Dataset items:
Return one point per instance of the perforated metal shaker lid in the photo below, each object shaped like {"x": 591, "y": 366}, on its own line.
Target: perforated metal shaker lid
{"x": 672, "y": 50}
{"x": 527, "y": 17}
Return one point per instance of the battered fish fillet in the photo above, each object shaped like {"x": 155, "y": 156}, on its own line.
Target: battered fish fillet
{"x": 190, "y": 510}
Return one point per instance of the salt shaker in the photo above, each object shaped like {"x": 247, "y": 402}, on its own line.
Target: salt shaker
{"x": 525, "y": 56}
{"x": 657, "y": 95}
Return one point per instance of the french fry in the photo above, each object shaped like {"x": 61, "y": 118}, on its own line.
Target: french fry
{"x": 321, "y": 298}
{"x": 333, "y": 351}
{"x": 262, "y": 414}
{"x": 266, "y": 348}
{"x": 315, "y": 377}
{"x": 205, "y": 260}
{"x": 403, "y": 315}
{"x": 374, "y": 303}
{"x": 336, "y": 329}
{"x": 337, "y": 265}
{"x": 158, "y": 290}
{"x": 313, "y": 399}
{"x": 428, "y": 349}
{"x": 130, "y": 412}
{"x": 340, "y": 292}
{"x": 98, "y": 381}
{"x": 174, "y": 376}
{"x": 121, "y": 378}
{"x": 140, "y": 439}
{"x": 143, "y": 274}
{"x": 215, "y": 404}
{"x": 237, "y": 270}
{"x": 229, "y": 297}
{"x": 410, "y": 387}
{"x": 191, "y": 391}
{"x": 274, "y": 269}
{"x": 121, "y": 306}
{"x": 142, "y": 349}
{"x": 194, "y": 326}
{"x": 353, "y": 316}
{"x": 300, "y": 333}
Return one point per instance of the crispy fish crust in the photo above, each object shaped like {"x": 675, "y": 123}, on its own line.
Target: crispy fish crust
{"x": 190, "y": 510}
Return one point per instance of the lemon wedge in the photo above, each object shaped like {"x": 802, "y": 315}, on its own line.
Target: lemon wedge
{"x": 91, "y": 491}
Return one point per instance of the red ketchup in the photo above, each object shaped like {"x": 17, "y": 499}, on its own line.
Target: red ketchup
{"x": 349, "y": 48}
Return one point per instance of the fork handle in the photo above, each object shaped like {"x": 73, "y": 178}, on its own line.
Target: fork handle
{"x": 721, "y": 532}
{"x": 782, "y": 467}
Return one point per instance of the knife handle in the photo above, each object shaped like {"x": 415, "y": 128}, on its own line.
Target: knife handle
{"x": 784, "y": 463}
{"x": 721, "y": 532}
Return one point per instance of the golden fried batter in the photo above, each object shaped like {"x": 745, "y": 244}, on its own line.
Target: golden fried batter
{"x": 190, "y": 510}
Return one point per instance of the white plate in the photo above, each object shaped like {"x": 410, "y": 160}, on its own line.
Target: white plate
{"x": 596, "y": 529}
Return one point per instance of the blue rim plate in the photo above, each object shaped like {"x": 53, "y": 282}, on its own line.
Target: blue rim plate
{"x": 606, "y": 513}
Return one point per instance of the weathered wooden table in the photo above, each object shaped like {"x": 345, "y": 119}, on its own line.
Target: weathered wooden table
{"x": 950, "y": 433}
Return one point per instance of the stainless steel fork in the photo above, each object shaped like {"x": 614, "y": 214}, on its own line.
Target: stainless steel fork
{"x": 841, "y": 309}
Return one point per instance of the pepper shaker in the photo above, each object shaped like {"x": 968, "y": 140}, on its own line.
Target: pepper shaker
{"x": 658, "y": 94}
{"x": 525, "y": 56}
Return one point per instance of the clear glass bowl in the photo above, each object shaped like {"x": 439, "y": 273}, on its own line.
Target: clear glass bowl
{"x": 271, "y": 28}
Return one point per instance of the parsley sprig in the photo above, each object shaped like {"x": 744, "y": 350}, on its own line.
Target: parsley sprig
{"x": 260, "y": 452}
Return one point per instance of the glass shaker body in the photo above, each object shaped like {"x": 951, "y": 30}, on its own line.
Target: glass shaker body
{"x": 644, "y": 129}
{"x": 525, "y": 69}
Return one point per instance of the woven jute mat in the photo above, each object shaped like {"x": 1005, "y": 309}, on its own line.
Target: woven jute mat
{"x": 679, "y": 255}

Work item: Nothing but the lines from the one with "Return one point per instance of the woven" through the end of the data above should be reproduced, each exactly, both ends included.

Problem solution:
Return one point per instance of the woven jute mat in the photo above, each object shaped like {"x": 1005, "y": 309}, on its own line.
Target: woven jute mat
{"x": 679, "y": 255}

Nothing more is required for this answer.